[DOCUMENT EXTRACT]

:::::

Penparcau is also the name of the village which covers a portion of the electoral division consisting of the areas of Southgate and Caeffynnon.

Five town councillors represent the ward on the Aberystwyth Town Council, one of the 51 town and community councils in Ceredigion and consists of 19 town councillors elected in five wards. The last elections were held in May 2022.

Penparcau is governed by Ceredigion County Council and Aberystwyth itself elects six of the 42 councillors in five separate wards (Bronglais, Central, North, Rheidol and Penparcau - the Penparcau ward elects two of these). The two county councillors for Aberystwyth-Penparcau, elected in May 2022 were both Plaid Cymru.

Penparcau has five Senedd members, one of whom is elected as a constituency MS for Ceredigion, Elin Jones and four who are elected on the regional list for Mid and West Wales.

The village is also within the Ceredigion Preseli constituency for elections to the House of Commons. The current MP is Ben Lake for Plaid Cymru.

==Sites of Special Scientific Interest==
The Penparcau electoral ward stretches from Tan y Bwlch beach to the Rheidol. There are two Sites of Special Scientific Interest and the Pen Dinas and Tan y Bwlch Local Nature Reserves within this area.

==Myth, folklore and legend==
Legend has it that the Welsh Saint Samson of Dol (also Samsun; born c. late 5th century) was threshing corn in Penparcau on the hillside of Pen Dinas when the larger part of his flail broke and landed across the valley in the Abbey at Llanbadarn Fawr, in anger he threw the smaller part over the valley too and these were used to make the three celtic crosses which now stand in the church. One of the more unusual residents is the headless dog of Penparcau. The myth tells of how a giant, going to his father's rescue, rode at such a rate that his dog could not keep up with him and its head came off in the leash. The dog now roams, mournfully crying and looking for its long-lost owner.

:::::

[RAW DATA]
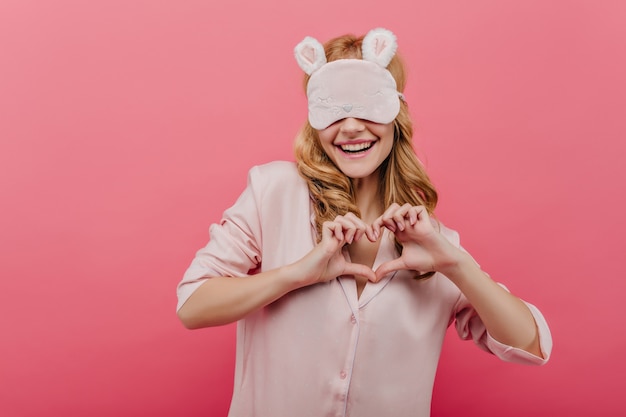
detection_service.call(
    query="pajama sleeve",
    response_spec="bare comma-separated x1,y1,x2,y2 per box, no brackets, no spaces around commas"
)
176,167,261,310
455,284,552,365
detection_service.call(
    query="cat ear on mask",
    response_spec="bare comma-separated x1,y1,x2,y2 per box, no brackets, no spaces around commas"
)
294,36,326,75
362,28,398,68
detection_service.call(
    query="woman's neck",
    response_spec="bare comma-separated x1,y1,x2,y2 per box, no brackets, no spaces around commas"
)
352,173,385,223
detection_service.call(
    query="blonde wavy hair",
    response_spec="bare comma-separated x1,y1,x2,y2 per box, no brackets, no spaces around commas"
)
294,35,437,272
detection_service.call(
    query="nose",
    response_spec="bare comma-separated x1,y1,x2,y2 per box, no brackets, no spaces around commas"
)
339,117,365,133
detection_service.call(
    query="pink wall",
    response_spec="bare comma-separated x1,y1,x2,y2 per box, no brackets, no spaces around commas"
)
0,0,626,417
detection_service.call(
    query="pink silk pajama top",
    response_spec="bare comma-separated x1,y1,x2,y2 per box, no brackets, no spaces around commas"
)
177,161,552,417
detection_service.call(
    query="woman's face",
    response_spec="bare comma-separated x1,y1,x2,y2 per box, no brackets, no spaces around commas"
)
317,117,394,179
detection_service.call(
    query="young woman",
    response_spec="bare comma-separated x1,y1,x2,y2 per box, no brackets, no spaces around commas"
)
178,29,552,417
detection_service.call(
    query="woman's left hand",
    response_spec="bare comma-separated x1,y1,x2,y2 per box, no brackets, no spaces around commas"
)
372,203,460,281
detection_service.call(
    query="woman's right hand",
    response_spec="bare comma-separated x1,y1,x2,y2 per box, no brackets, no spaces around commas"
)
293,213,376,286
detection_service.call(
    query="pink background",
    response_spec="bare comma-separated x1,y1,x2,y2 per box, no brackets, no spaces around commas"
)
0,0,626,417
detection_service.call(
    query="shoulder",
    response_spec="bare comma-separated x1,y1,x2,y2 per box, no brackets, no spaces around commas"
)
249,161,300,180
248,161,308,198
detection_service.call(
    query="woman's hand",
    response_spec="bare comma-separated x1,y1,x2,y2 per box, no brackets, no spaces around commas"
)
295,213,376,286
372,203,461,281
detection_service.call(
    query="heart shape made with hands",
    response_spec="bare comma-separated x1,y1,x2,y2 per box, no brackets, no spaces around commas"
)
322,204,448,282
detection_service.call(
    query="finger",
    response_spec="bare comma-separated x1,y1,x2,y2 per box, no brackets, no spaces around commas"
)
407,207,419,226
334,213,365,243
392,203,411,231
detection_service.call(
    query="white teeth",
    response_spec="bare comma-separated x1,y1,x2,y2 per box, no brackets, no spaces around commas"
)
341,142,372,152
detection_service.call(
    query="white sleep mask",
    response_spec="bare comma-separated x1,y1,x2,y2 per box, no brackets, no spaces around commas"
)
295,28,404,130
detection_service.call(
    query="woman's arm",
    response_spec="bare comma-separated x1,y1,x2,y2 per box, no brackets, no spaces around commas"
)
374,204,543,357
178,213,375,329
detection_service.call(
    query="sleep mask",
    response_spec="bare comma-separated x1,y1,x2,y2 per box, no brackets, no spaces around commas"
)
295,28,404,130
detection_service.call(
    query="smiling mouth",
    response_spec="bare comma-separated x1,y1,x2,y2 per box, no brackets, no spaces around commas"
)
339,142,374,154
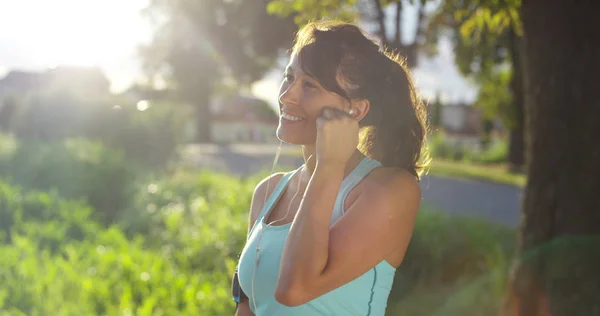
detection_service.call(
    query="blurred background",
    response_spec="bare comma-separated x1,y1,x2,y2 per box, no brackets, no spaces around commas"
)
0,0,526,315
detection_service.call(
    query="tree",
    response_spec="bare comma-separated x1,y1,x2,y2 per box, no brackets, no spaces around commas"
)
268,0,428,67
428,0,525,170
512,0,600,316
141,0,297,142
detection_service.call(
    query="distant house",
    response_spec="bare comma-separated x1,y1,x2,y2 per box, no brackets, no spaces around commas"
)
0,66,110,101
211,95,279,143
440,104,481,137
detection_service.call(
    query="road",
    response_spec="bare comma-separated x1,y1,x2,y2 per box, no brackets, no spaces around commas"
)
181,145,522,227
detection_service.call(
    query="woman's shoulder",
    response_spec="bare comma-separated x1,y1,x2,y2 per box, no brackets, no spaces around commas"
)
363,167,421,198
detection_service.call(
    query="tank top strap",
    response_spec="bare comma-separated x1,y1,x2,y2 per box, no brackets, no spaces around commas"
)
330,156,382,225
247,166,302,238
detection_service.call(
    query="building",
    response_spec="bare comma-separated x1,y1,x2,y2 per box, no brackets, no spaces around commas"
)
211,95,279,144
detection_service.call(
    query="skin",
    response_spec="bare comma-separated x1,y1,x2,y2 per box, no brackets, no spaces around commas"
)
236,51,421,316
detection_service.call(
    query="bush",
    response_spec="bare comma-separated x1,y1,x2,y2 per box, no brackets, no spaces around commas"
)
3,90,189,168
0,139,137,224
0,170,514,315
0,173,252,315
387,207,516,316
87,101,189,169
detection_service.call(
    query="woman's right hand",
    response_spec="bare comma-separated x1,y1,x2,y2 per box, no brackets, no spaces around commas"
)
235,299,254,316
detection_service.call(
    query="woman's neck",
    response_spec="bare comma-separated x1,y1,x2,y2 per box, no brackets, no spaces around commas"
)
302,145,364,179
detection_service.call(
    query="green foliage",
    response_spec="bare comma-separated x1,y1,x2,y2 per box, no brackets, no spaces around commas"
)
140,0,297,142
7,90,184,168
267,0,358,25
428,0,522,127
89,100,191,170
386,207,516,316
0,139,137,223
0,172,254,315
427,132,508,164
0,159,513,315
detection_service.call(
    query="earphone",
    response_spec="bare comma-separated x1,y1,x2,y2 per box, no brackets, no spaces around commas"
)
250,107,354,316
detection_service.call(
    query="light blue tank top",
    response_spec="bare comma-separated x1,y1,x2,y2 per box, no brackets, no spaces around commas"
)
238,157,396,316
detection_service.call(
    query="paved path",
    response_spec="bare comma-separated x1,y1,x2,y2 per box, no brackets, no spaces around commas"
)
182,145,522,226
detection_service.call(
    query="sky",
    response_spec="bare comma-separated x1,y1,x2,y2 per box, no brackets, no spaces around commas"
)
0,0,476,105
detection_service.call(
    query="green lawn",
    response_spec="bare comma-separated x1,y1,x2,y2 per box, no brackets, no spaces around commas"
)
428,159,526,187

:::::

[REQUIRED TASKS]
1. From the Penparcau text, reproduce everything from "Five town councillors" down to "and West Wales.".
2. Which wards does the Penparcau text list as electing Aberystwyth's county councillors?
The material has no connection to the Penparcau text.

[RESPONSES IN ORDER]
1.
Five town councillors represent the ward on the Aberystwyth Town Council, one of the 51 town and community councils in Ceredigion and consists of 19 town councillors elected in five wards. The last elections were held in May 2022.

Penparcau is governed by Ceredigion County Council and Aberystwyth itself elects six of the 42 councillors in five separate wards (Bronglais, Central, North, Rheidol and Penparcau - the Penparcau ward elects two of these). The two county councillors for Aberystwyth-Penparcau, elected in May 2022 were both Plaid Cymru.

Penparcau has five Senedd members, one of whom is elected as a constituency MS for Ceredigion, Elin Jones and four who are elected on the regional list for Mid and West Wales.

2. Bronglais, Central, North, Rheidol and Penparcau